**EXTRACTED TEXT**:

───

Thanks WendyM, no worries if you can post an example when you return that'll be great, thanks

Thanks for replying Gibbs. I've tried using the 2nd piece of code to make the background image visible across both frames but it doesn't seem to work.

In this piece of code, where would I need to place your text?:

My Frames Page

It's just a mock page so far, just trying to play around till I can get what was shown in the screen shot I attached. To re-cap, I just want a content section just off center so that when someone clicks on a menu on the left, the relevant text appears in the contents section (or red square in my screen shot)

Thanks


----------



## Gibbs (Feb 28, 2005)

You need to place it in the section of the iFrames (inside "Copy of Page1.htm" by the look of your code).


----------



## sbrisendine (Apr 21, 2007)

I recently found a good site that might help you out, http://www.webdesignfromscratch.com/html.cfm

Start there and then move up to the CSS pages, then go back around for the other articles.

If you want some templates to help you reference to something that might get you to the code your looking for http://www.opendesigns.org/ is another good resource.

───

**WHAT TO WORK ON**:
• a. Decide whether each statement agrees with the forum thread, answering yes or no and quoting the words of the thread that settle it. (i) Gibbs says the text should go in the section of the iFrames. (ii) The second piece of code made the background image visible across both frames. (iii) sbrisendine advises moving on to the CSS pages only after starting with the suggested site.
• b. Rewrite everything in the forum thread from "I recently found" down to "the other articles.", putting "website" in place of "site".

───

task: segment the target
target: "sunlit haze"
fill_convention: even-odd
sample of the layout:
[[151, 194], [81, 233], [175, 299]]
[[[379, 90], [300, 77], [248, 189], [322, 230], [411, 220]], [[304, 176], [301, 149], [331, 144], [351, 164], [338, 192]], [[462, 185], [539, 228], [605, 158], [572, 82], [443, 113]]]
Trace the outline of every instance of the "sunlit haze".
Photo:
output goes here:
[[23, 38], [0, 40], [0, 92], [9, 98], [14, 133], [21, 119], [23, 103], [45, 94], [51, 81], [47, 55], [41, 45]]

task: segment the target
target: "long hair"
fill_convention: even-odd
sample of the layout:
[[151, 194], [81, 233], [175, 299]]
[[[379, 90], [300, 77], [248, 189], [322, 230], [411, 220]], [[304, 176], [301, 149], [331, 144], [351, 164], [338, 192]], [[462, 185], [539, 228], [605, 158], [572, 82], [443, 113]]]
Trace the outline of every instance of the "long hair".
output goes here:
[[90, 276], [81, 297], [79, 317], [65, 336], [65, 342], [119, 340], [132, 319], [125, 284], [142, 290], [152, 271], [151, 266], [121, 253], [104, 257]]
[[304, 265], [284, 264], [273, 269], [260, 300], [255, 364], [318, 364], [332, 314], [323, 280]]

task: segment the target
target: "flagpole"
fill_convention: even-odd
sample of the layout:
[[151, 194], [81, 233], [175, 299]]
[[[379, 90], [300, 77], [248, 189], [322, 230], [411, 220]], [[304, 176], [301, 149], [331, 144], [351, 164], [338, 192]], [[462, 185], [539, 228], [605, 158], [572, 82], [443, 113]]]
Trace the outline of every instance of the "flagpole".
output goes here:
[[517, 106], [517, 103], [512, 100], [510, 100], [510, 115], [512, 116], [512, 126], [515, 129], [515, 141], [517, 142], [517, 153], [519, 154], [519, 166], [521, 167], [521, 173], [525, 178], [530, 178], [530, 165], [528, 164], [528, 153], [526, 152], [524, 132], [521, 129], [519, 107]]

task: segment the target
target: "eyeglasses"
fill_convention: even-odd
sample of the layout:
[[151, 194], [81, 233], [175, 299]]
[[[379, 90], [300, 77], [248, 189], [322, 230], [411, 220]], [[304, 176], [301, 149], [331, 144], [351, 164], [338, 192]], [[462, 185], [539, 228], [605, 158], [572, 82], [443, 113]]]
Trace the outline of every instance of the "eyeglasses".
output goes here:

───

**RESPONSES**:
• a.
(i) Yes: "You need to place it in the section of the iFrames"
(ii) No: "it doesn't seem to work"
(iii) Yes: "Start there and then move up to the CSS pages"

• b.
I recently found a good website that might help you out, http://www.webdesignfromscratch.com/html.cfm

Start there and then move up to the CSS pages, then go back around for the other articles.